» Requirements
Reproduce the lines word for word, from the first line through the line that contains "column 257, row 294", including both of those lines.

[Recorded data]
::::::::::

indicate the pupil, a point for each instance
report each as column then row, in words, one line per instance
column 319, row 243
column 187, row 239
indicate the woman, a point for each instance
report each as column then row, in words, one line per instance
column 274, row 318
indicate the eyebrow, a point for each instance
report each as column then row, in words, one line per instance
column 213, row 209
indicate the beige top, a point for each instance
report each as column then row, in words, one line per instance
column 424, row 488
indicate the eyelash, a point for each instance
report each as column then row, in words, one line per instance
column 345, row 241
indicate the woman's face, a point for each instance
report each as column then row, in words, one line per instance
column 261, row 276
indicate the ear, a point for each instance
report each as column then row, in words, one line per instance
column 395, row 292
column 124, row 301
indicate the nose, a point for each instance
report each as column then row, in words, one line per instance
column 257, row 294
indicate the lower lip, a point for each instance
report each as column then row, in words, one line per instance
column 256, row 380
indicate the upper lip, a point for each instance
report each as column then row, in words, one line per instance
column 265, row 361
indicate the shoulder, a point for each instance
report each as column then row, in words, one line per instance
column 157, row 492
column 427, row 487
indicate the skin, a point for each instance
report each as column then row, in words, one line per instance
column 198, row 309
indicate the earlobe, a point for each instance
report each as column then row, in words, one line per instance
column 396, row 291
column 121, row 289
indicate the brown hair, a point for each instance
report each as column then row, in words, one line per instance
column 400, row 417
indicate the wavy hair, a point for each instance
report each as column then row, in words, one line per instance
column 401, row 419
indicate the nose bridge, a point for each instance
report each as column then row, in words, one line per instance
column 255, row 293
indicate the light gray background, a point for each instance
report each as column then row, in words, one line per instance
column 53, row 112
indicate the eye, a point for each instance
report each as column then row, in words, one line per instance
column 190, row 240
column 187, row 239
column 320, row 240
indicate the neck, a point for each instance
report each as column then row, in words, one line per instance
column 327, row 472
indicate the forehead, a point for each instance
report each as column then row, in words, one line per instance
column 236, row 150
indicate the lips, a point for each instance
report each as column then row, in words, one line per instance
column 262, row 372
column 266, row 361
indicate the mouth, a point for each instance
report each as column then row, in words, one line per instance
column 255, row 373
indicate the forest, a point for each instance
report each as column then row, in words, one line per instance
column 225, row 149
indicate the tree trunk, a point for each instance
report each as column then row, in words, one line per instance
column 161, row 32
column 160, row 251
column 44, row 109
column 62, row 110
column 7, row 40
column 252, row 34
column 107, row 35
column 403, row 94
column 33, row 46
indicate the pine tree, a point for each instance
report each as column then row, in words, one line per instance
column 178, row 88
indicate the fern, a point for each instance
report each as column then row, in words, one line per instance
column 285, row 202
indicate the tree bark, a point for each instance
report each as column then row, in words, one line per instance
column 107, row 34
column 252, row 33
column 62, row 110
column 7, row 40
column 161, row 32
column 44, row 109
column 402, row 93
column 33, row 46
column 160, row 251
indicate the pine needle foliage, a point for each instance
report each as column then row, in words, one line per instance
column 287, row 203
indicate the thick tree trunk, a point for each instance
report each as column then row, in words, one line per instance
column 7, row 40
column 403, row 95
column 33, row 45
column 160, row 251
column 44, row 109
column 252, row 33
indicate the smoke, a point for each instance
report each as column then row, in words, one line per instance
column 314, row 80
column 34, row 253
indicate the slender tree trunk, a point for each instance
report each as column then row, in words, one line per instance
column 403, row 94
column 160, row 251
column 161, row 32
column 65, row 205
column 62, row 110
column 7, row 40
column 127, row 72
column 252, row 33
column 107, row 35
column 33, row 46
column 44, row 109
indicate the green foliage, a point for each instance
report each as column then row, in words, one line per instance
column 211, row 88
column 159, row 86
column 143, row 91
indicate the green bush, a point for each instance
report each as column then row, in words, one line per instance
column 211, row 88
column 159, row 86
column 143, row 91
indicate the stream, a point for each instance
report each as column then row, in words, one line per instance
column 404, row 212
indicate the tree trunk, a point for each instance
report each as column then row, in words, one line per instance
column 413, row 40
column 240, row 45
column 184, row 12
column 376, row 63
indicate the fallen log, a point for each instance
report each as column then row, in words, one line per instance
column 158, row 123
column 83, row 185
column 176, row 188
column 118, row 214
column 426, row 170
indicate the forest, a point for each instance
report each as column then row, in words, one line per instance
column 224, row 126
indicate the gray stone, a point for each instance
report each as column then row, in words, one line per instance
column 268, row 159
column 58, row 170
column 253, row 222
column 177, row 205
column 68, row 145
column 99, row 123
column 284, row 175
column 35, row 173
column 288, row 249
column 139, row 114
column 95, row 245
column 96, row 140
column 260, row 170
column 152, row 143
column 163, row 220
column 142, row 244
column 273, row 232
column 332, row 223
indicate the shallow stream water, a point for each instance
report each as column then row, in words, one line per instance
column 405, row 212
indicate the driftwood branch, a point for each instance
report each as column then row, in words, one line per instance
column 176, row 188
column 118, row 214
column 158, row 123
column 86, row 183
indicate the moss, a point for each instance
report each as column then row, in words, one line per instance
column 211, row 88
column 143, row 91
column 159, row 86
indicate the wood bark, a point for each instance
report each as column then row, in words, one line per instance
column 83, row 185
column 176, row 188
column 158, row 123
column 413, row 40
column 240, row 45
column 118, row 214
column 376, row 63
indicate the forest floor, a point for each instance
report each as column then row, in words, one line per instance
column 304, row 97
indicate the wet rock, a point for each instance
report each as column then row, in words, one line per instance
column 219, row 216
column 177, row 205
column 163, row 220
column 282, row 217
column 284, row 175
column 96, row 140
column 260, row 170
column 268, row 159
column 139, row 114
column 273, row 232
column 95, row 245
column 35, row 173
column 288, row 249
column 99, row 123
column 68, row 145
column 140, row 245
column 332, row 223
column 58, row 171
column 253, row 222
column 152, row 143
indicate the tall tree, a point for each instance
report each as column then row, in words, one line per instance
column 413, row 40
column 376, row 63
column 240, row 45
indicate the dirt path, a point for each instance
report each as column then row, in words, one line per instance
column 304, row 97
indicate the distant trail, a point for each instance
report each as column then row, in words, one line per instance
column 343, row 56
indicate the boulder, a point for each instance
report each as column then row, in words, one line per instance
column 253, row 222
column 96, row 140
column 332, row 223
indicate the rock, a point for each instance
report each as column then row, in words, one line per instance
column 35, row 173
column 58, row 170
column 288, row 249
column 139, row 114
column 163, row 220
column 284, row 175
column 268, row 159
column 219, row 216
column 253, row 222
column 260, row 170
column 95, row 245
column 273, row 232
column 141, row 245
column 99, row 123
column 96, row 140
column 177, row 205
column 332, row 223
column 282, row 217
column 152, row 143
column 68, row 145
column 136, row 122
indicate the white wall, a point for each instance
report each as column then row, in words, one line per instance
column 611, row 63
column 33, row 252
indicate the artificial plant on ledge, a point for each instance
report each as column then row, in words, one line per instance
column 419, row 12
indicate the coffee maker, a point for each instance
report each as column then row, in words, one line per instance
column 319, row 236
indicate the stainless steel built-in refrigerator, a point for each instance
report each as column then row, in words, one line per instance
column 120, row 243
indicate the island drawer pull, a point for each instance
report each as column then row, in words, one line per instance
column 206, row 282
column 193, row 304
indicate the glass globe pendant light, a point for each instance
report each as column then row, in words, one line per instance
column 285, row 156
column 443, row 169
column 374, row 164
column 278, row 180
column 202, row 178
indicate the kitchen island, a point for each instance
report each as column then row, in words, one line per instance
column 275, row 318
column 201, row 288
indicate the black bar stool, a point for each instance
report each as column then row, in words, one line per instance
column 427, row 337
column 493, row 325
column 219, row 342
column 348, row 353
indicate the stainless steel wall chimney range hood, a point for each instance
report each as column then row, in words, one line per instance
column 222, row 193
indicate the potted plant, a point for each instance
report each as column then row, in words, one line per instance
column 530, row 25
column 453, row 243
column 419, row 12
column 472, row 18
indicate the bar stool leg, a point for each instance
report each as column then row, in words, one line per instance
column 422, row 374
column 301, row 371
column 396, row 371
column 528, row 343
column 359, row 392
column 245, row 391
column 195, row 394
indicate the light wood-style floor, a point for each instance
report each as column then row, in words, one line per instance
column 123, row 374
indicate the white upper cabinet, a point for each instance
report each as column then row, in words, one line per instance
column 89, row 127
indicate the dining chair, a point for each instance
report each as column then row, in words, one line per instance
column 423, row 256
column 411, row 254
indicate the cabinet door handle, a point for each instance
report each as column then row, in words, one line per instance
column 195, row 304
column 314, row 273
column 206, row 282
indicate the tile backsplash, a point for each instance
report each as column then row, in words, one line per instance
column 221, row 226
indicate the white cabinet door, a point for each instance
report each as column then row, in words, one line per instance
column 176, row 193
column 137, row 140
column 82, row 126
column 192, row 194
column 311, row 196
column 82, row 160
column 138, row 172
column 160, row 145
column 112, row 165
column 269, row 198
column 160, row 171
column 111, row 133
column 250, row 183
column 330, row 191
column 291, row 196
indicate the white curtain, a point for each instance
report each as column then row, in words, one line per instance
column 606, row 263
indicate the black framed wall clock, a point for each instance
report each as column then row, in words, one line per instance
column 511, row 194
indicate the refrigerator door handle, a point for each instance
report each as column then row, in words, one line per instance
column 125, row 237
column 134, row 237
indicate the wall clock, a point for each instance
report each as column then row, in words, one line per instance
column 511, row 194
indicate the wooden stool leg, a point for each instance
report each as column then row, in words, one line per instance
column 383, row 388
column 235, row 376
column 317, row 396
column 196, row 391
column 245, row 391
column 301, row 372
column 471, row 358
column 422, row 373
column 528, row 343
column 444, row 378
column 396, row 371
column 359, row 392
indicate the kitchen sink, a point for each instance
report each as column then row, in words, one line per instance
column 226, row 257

::::::::::

» The response
indicate the pupil, a point for each instance
report each as column then row, in words, one line per instance
column 319, row 243
column 187, row 239
indicate the woman, a point for each instance
report each as column then row, in words, one line per instance
column 274, row 318
indicate the eyebrow, a point for each instance
report each as column then row, in words, one line per instance
column 213, row 209
indicate the beige top, a point for each instance
report each as column then row, in words, one line per instance
column 424, row 488
indicate the eyelash, a point for each instance
report each as column then row, in words, one line per instance
column 345, row 241
indicate the woman's face, a point for each instance
report each as column then row, in words, one line per instance
column 261, row 276
indicate the ear, a point for each instance
report each as column then row, in words, one line per instance
column 395, row 292
column 124, row 301
indicate the nose, a point for each instance
report each as column then row, in words, one line per instance
column 257, row 294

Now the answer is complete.